* O QUE SE PEDE
a - Segundo o texto sobre a caixa bonita, que palavra está escrita no rótulo da caixa?
b - Transcreva do texto sobre a caixa bonita tudo o que vai de "A caixa bonita" até "para o bebê.".
c - Liste os três qualificativos que acompanham a palavra "caixa" na pergunta iniciada por "E se existisse" no texto sobre a caixa bonita.

* TRECHO DO TEXTO

A caixa bonita com um laço de fita sufocante
Bruna Torres – Jornalista e Escritora E se existisse uma caixa lacrada, intacta e bem embalada numa prateleira, à nossa espera por ser feita sob medida para nós? É isso que ensinam a nós mulheres, desde cedo, que o amor de um homem deve ser o seu maior objetivo de vida.
Bruna Torres - Jornalista e Escritora
E se existisse uma caixa lacrada, intacta e bem embalada numa prateleira, à nossa espera por ser feita sob medida para nós?
É isso que ensinam a nós mulheres, desde cedo, que o amor de um homem deve ser o seu maior objetivo de vida. Não importa quantos diplomas ele tenha, quantos idiomas fale ou os países que visitou... A mulher, só será plenamente feliz ao lado de um homem e que possa formar uma família. Família. É essa palavra que está escrita no rótulo da bela caixa, com laço de fita e sapatinhos de lã para o bebê.

* DADOS DISPONÍVEIS
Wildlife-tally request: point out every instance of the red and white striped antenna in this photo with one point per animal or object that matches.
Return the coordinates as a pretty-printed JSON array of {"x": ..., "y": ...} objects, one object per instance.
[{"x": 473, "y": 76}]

* RESPOSTAS ESPERADAS
a - Família.

b -
A caixa bonita com um laço de fita sufocante
Bruna Torres – Jornalista e Escritora E se existisse uma caixa lacrada, intacta e bem embalada numa prateleira, à nossa espera por ser feita sob medida para nós? É isso que ensinam a nós mulheres, desde cedo, que o amor de um homem deve ser o seu maior objetivo de vida.
Bruna Torres - Jornalista e Escritora
E se existisse uma caixa lacrada, intacta e bem embalada numa prateleira, à nossa espera por ser feita sob medida para nós?
É isso que ensinam a nós mulheres, desde cedo, que o amor de um homem deve ser o seu maior objetivo de vida. Não importa quantos diplomas ele tenha, quantos idiomas fale ou os países que visitou... A mulher, só será plenamente feliz ao lado de um homem e que possa formar uma família. Família. É essa palavra que está escrita no rótulo da bela caixa, com laço de fita e sapatinhos de lã para o bebê.

c - lacrada; intacta; bem embalada